YOUR TASK
Convert the material below into a numbered list with one entry per line, and omit any blank lines.
____________________
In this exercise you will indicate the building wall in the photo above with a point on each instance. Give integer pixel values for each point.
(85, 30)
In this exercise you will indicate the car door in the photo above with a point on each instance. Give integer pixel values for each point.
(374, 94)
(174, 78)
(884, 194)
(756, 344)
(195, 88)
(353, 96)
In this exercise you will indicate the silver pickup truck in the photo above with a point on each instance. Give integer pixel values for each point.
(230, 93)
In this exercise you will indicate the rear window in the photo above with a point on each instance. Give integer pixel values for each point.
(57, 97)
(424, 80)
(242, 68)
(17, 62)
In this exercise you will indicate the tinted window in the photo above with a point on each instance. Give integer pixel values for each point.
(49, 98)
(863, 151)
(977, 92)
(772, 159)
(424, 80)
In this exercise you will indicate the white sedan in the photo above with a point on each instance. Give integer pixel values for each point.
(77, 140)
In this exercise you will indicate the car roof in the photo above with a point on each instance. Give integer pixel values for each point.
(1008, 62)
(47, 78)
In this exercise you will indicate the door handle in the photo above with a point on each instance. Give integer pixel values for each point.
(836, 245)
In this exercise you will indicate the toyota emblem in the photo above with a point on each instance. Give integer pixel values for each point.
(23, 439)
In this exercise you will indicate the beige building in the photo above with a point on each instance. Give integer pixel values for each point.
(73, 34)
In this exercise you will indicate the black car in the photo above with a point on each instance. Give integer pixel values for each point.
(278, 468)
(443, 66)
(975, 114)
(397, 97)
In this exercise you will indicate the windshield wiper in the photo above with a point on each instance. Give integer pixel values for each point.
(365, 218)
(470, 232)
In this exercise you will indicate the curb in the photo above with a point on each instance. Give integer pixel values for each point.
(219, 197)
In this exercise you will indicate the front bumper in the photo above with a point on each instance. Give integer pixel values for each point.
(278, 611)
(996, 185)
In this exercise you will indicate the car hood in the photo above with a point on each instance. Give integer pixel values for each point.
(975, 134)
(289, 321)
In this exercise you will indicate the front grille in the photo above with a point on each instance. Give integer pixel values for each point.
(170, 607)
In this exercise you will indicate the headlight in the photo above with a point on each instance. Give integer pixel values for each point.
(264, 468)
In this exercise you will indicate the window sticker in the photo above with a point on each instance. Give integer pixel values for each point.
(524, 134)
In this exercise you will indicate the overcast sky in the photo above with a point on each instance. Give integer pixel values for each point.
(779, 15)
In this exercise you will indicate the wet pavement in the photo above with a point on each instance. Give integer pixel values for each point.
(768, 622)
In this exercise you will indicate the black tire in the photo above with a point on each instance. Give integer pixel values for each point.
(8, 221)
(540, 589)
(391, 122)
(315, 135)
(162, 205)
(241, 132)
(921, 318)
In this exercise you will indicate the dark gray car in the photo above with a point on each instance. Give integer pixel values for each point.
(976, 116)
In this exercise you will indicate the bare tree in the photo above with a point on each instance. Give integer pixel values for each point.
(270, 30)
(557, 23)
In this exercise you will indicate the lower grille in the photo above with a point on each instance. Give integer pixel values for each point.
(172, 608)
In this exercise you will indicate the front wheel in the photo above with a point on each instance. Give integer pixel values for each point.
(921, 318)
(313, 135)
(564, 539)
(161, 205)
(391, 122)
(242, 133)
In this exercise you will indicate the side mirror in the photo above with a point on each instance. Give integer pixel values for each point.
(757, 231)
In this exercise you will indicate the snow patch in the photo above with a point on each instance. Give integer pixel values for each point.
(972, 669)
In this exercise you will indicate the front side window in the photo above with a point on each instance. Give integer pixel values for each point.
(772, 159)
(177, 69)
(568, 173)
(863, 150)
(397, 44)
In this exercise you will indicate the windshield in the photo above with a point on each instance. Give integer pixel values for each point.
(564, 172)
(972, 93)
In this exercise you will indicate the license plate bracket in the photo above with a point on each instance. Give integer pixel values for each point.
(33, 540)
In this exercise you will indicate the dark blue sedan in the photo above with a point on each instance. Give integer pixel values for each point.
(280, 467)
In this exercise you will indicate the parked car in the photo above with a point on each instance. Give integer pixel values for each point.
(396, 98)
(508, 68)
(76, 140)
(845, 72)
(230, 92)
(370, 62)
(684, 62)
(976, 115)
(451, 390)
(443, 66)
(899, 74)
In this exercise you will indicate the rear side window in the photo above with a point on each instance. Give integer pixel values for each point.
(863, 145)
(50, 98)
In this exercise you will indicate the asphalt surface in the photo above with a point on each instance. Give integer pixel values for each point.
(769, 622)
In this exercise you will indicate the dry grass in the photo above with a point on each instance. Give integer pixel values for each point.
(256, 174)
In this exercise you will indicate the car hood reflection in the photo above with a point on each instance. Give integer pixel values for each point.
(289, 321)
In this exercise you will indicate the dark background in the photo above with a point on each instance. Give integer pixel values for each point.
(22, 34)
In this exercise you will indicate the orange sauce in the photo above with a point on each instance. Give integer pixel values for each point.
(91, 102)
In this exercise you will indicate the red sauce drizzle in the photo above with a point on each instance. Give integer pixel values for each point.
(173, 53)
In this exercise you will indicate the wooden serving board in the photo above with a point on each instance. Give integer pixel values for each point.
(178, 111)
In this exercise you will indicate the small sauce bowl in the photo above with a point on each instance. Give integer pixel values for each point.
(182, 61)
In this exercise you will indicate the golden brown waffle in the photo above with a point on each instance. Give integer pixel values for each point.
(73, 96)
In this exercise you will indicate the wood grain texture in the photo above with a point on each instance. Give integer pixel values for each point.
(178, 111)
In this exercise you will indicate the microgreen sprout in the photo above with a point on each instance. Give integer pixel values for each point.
____________________
RESPONSE TO THIS TASK
1. In this exercise you will indicate the building wall in the photo above with a point on each instance. Give integer pixel values for each point.
2. (85, 30)
3. In this exercise you will indicate the car door in the photo above with a point on each instance. Give integer pixel values for each point.
4. (374, 94)
5. (174, 78)
6. (884, 194)
7. (756, 344)
8. (195, 88)
9. (353, 96)
10. In this exercise you will indicate the silver pickup truck in the photo above with a point on each instance. Give integer pixel values for each point.
11. (230, 93)
12. In this exercise you will indicate the rear window in the photo above with a point on each instance. Give integer pixel values for each point.
13. (57, 97)
14. (424, 80)
15. (242, 68)
16. (17, 62)
17. In this exercise you will indicate the tinted window in the photo above with a point on each instance. Give integer pixel values for each point.
18. (49, 98)
19. (863, 151)
20. (977, 92)
21. (772, 159)
22. (424, 80)
23. In this exercise you will indicate the white sedan in the photo above with a point on each instance. Give integer pixel values for each point.
24. (77, 140)
25. In this exercise you will indicate the car roof in the photo above with a point on each instance. Give integer pixel values for each point.
26. (1008, 62)
27. (47, 78)
28. In this exercise you will indicate the door handle in the photo above with a point on each instance. Give integer pixel values for each point.
29. (836, 245)
30. In this exercise you will indicate the toyota emblem in the photo above with a point on each instance. Give integer pixel values for each point.
31. (23, 439)
32. In this exercise you will indicate the beige building in the photo above with a point on each instance. Give integer pixel values for each point.
33. (73, 34)
34. In this exercise you will indicate the black car in the photo above with a point on each instance. Give integer pixel values for each point.
35. (278, 468)
36. (443, 66)
37. (975, 114)
38. (397, 97)
39. In this exercise you will indicate the windshield wiper in the photo above with a point on each instance. Give integer pixel values for each point.
40. (365, 218)
41. (470, 232)
42. In this exercise you will indicate the curb in the photo above with a point on each instance. Give integer pixel values for each point.
43. (219, 197)
44. In this exercise you will indicate the front bumper in the photo above with a point on each instance. Give integer pixel values for each point.
45. (278, 611)
46. (996, 185)
47. In this exercise you will indicate the car hood in the photo above with a point on each instance. Give integer pixel values for each point.
48. (975, 134)
49. (289, 321)
50. In this exercise you will indicate the front grille in the photo above with a point on each instance. Give integer pixel values for each point.
51. (170, 607)
52. In this exercise you will indicate the headlight in the photo above with a point on each instance. Give integer pixel values for each point.
53. (264, 468)
54. In this exercise you will indicate the window sticker in the photo above with a point on each instance. Give integer pixel values for each point.
55. (524, 134)
56. In this exercise you will indicate the overcast sky in the photo above with a point on each instance. Give integer pixel values for each point.
57. (779, 15)
58. In this exercise you will indicate the wet pavement in the photo above with a point on each instance. Give integer pixel values for each point.
59. (768, 622)
60. In this exercise you will indicate the black tire in the photo above with a point on each instance. Give integer pixel values for each point.
61. (8, 221)
62. (540, 589)
63. (391, 122)
64. (315, 135)
65. (162, 205)
66. (241, 132)
67. (921, 318)
68. In this exercise you will indicate the dark gray car in the photo above with a point on each instance. Give integer pixel values for each point.
69. (976, 116)
70. In this exercise you will indicate the bare tree in the photo above with a point on each instance. Give integer pixel values for each point.
71. (270, 30)
72. (557, 23)
73. In this exercise you will indicate the lower grille in the photo above with a point on each instance. Give integer pixel values for each point.
74. (172, 608)
75. In this exercise you will indicate the front wheel in the photo above with a point on each instance. Give integer pixel values for each point.
76. (921, 318)
77. (313, 135)
78. (564, 539)
79. (161, 205)
80. (391, 122)
81. (242, 133)
82. In this exercise you will indicate the side mirror in the photo above with a point on each instance. Give integer pixel values for each point.
83. (757, 231)
84. In this exercise you will indicate the snow patch in the photo above with a point on each instance. Give integer pixel values for each point.
85. (972, 669)
86. In this exercise you will indicate the front side window in the photo above with a point on each instance. Give integer pixel values for each point.
87. (772, 159)
88. (177, 69)
89. (568, 173)
90. (863, 150)
91. (397, 44)
92. In this exercise you will indicate the windshield in the photo above with a point on each instance. Give integer pixel values for each point.
93. (564, 172)
94. (972, 93)
95. In this exercise you will indicate the license plate bracket in the photo above with a point on each instance. Give integer pixel values for each point.
96. (33, 540)
97. In this exercise you will indicate the dark blue sedan in the photo above with a point on each instance. Give integer pixel values for each point.
98. (280, 467)
99. In this exercise you will indicate the parked car in the photo above with a point on each instance. Give integer pixel values for each point.
100. (396, 98)
101. (508, 68)
102. (76, 140)
103. (845, 72)
104. (230, 92)
105. (370, 62)
106. (684, 62)
107. (976, 115)
108. (451, 390)
109. (443, 66)
110. (899, 74)
111. In this exercise you will indicate the rear side window in the photo above with a point on each instance. Give integer pixel values for each point.
112. (863, 145)
113. (50, 98)
114. In this exercise you will indicate the asphalt surface in the photo above with a point on each instance. Give integer pixel values for each point.
115. (769, 622)
116. In this exercise you will indicate the dry grass in the photo above with a point on each instance. Give integer pixel values for each point.
117. (256, 174)
118. In this exercise you will indicate the car hood reflection in the photo above with a point on each instance. Give integer pixel values for each point.
119. (289, 321)
120. In this exercise you will indicate the dark background in the photo above with a point on each instance. Give integer pixel values for each point.
121. (22, 34)
122. In this exercise you will indicate the orange sauce in the photo above with a point on each instance. Give integer pixel values for each point.
123. (91, 102)
124. In this exercise you will indicate the red sauce drizzle in the photo above with a point on each instance. Give integer pixel values for each point.
125. (173, 53)
126. In this exercise you will indicate the wooden serving board in the photo above with a point on each instance. Give integer pixel values for each point.
127. (178, 111)
128. In this exercise you will indicate the small sauce bowl in the photo above with a point on each instance. Give integer pixel values for each point.
129. (182, 61)
130. In this exercise you will indicate the golden brown waffle in the photo above with a point on each instance. Give integer pixel values for each point.
131. (73, 96)
132. In this exercise you will indicate the wood grain texture in the photo above with a point on each instance. Give integer pixel values for each point.
133. (178, 111)
134. In this exercise you will indicate the microgreen sprout in the photo above with a point on each instance. Give integer pixel values for each point.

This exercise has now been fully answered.